INFORMATION PROVIDED:
+++++

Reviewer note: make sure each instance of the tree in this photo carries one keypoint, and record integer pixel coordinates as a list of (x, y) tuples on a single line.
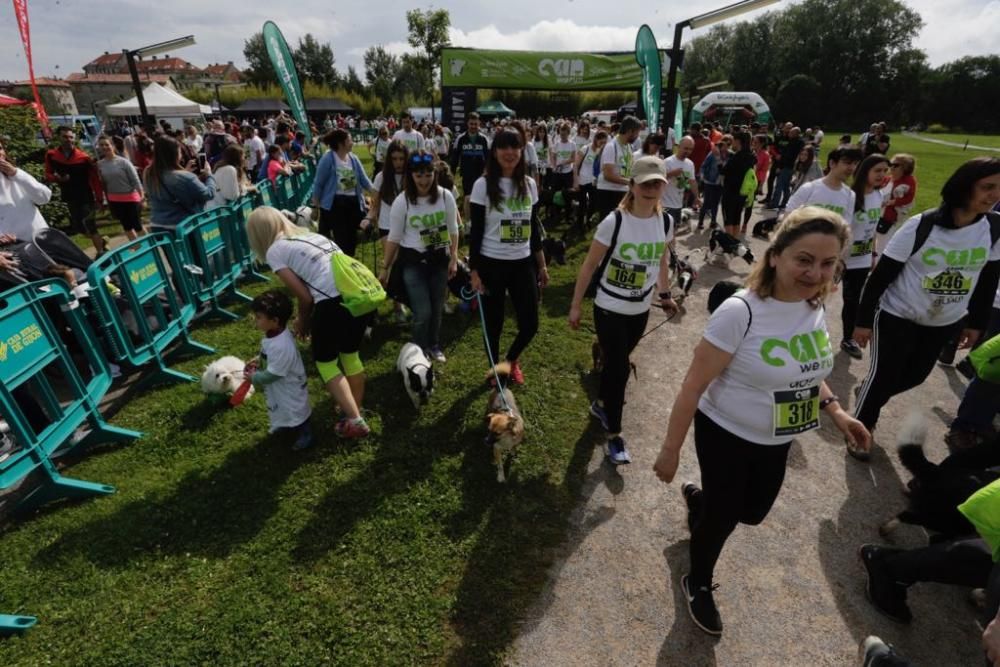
[(314, 61), (259, 70), (428, 31), (381, 70)]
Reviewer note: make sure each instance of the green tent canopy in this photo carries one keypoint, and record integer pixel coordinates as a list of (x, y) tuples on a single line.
[(495, 108)]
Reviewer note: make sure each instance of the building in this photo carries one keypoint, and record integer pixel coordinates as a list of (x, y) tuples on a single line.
[(57, 95), (93, 92)]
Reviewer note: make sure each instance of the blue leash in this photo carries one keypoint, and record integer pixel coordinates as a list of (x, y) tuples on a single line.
[(468, 295)]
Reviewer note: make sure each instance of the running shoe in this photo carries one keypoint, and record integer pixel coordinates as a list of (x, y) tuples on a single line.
[(881, 588), (701, 606), (352, 429), (597, 410), (615, 450)]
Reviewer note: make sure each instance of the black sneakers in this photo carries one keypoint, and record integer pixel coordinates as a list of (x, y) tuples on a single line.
[(702, 607), (692, 497), (882, 589)]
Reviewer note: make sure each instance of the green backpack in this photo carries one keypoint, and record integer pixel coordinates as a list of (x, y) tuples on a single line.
[(360, 290), (986, 360)]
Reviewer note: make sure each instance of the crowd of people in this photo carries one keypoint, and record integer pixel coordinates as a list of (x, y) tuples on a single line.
[(914, 288)]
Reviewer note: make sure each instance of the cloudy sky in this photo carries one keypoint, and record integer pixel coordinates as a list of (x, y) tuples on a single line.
[(66, 34)]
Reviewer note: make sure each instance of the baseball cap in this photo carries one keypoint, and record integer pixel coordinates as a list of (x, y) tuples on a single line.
[(648, 168)]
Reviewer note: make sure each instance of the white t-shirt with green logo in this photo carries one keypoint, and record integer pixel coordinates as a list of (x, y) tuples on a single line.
[(935, 285), (508, 229), (385, 206), (621, 158), (565, 153), (858, 255), (769, 392), (673, 195), (424, 226), (816, 193), (634, 266), (347, 180), (413, 140)]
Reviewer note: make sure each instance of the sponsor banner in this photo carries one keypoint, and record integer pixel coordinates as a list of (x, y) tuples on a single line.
[(284, 66), (647, 56), (540, 70), (21, 12)]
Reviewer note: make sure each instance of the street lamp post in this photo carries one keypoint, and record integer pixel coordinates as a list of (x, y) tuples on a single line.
[(700, 21), (151, 50)]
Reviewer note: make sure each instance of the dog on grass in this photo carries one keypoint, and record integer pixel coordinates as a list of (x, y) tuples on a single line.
[(224, 376), (936, 490), (418, 375), (504, 423)]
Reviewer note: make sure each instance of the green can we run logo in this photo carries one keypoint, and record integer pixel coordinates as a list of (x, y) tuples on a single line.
[(812, 351)]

+++++

DESCRIPTION OF THE TASK:
An exact copy of every line above is needed, without the images.

SOLUTION:
Reviewer note: make sure each instance of the tree in this photo carries one keypoint, and record integer pixel coordinates as a list of (x, y) tuples on a single line.
[(314, 61), (259, 70), (428, 31), (381, 70)]
Reviewer note: make sure each instance of the green tent canopy in this photo carries one keypoint, and record integer pixel coordinates as a list of (x, y) tuples on a single line.
[(495, 108)]
Reviewer note: make sure each instance of the building in this photo carries one keypoint, and record integer pixel coordinates as a list of (x, y) tuples on a single line.
[(57, 95), (93, 92)]
Reviewer note: make sure each instance of the blue leash in this photo carries one keypoint, and record integer pixel coordinates as a list of (x, y) tuples on a single line.
[(468, 295)]
Reviewer note: make sure each instance of the running shoe in this photo carries one keypoint, and record integer pixel coordinates as a list of (x, y) tuples on a single line.
[(881, 588), (701, 606), (352, 429), (597, 410), (615, 450)]
Reviewer note: make sure each instance of the black sneakers in this photo carries one keypoint, and record integer pixel coordinates as a list of (x, y) tuples on a single line.
[(702, 607), (692, 497), (882, 589)]
Reviewer note: make sure each instance of the green backpack in this photo carries one keypoint, and record integer pixel coordinates as a list of (x, y) tuples on a single line.
[(360, 290), (986, 360)]
Reviewer note: make sure each instance of the crowd of people in this photo carries one keypoint, and record integer pixel coordinates as a list of (x, y) tuples on a single line.
[(914, 288)]
Reviewer note: make sure each instance of the cloudy sky in this photo carries one keypoint, and record integer pixel coordinates as a list of (x, y) tuples on a single line.
[(66, 34)]
Reviewer note: make sure each instance of the baseball cap in this photo carries one keypoint, and record integer pixel coordinates as a list of (x, y) tuples on a single line.
[(648, 168)]
Reviewer note: make sure each instance of the white t-shirt with green logo in this photo carries one keypoint, and record integer pixel coordinates as a list of (x, y) tuples on a single line.
[(935, 285), (508, 229), (385, 206), (621, 158), (565, 153), (858, 255), (769, 392), (673, 195), (424, 226), (816, 193), (634, 266), (347, 180), (413, 140)]
Reviewer note: make sure each instance of the sponsor banner in this photo carries one keypoint, and record integer pixel coordinates as a list of (x, y) tuples on a single line.
[(284, 66), (647, 56), (540, 70), (21, 12)]
Reviewer note: make sure each instance of the street lamp post in this photo carries one keypoint, and record integer pixel coordinates as a list of (x, y) tuples on a single line.
[(700, 21), (151, 50)]
Reviewer note: make sure each instance of the dog on grass in this photo carries one keypoint, and record integer pixel coordinates as a list of (x, y) tuples on a single line.
[(224, 376), (936, 490), (418, 375), (504, 423)]
Reviewer note: make sure each instance of the green can we run logo in this photo carries one keypoint, and record integer pixel coordinates as a list of (x, y) tuples on a single line.
[(812, 351)]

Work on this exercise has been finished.